--- THE EXERCISE ---
Copy every row below word for word, but leave out the pictures.

Data items

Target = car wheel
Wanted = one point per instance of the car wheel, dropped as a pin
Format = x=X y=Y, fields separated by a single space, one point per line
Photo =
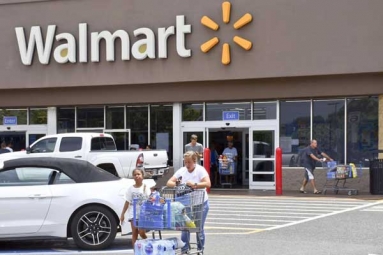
x=93 y=228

--- THE RESULT ---
Target = car wheel
Wanted = one point per instance of the car wheel, dropped as a pin
Format = x=X y=Y, fields separated by a single space, one point per line
Photo =
x=93 y=228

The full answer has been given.